- **EXERCISE MATERIALS**:
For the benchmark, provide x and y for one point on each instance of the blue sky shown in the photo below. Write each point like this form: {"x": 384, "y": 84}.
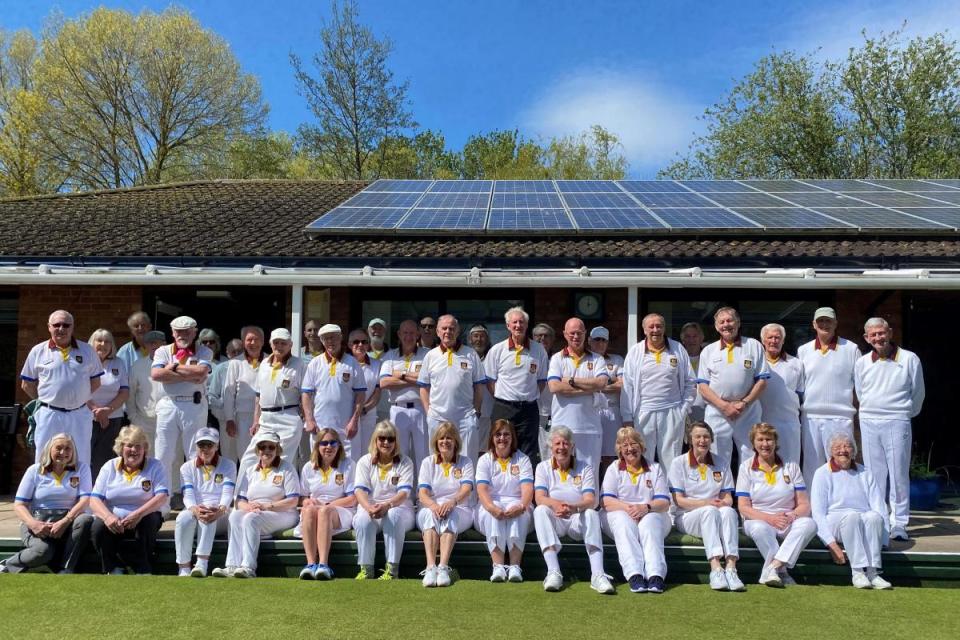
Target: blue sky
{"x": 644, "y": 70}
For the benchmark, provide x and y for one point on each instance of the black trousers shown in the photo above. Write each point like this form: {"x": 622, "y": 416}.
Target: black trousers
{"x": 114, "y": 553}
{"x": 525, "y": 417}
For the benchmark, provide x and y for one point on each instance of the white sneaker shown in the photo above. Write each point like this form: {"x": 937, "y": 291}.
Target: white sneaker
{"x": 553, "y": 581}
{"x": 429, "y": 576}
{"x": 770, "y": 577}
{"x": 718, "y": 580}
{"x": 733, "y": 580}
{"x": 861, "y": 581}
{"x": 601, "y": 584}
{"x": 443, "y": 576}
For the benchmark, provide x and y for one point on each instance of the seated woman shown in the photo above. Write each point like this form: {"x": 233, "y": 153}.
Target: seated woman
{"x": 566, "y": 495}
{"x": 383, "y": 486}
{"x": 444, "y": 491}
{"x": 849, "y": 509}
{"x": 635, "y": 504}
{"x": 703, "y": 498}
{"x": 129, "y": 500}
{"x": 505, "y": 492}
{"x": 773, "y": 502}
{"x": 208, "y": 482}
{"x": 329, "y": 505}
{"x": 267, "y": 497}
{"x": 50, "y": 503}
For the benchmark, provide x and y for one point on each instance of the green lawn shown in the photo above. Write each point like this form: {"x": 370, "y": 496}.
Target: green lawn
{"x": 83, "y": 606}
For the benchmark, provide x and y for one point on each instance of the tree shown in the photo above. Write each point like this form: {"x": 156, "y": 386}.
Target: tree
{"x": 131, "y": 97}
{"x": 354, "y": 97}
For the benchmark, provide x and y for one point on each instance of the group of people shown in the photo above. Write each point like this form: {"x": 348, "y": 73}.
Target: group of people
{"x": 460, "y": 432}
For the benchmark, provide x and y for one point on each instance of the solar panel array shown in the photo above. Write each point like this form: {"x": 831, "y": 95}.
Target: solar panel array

- **THE TASK**: Please update all the entries above by swapping "benchmark" for "evaluation" and keeping every other part unchanged. Leave the pictures out of your version.

- **OUTPUT OF THE TASK**:
For the evaluation, provide x and y for one point on each instance of the blue sky shown in the photo below. Write each point like this form: {"x": 384, "y": 84}.
Target: blue sky
{"x": 644, "y": 70}
For the evaluation, provide x and y for one point on each instance of the black trousers shown in the photo above. Write each point like this form: {"x": 622, "y": 416}.
Target: black trousers
{"x": 114, "y": 553}
{"x": 525, "y": 417}
For the evaluation, provide x and y for one point on each instance of the white sneaker shown in the photo above. Write each point like this form: {"x": 937, "y": 291}.
Target: white sneaker
{"x": 553, "y": 581}
{"x": 429, "y": 576}
{"x": 770, "y": 577}
{"x": 718, "y": 580}
{"x": 733, "y": 580}
{"x": 861, "y": 581}
{"x": 601, "y": 584}
{"x": 443, "y": 576}
For the evaluation, provide x and y for one point on each instance of the seated woman shown in the photo above. Write each point like this form: {"x": 233, "y": 153}.
Target: seated woman
{"x": 566, "y": 495}
{"x": 383, "y": 486}
{"x": 444, "y": 491}
{"x": 849, "y": 509}
{"x": 635, "y": 504}
{"x": 703, "y": 498}
{"x": 129, "y": 500}
{"x": 505, "y": 492}
{"x": 773, "y": 502}
{"x": 208, "y": 482}
{"x": 329, "y": 505}
{"x": 267, "y": 497}
{"x": 50, "y": 503}
For the evaluation, provide x and y for one point on each instance of the green lawn shown in the photo above. Write each point like this form: {"x": 370, "y": 496}.
Target: green lawn
{"x": 83, "y": 606}
For the evaluation, provide x and y for one point on each instance of the tree shown in the photo above. Write each point like this form: {"x": 156, "y": 386}.
Target: tree
{"x": 131, "y": 97}
{"x": 354, "y": 97}
For the evaluation, provide x and y for one point on each instance of the group of people shown in the photo above. Write each point like this form: {"x": 348, "y": 73}.
Target: group of people
{"x": 460, "y": 432}
For the evaluation, provide x and y for one point on each instance of the solar panel array shown in the photo above. Write each point like this form: {"x": 831, "y": 95}.
Target: solar panel array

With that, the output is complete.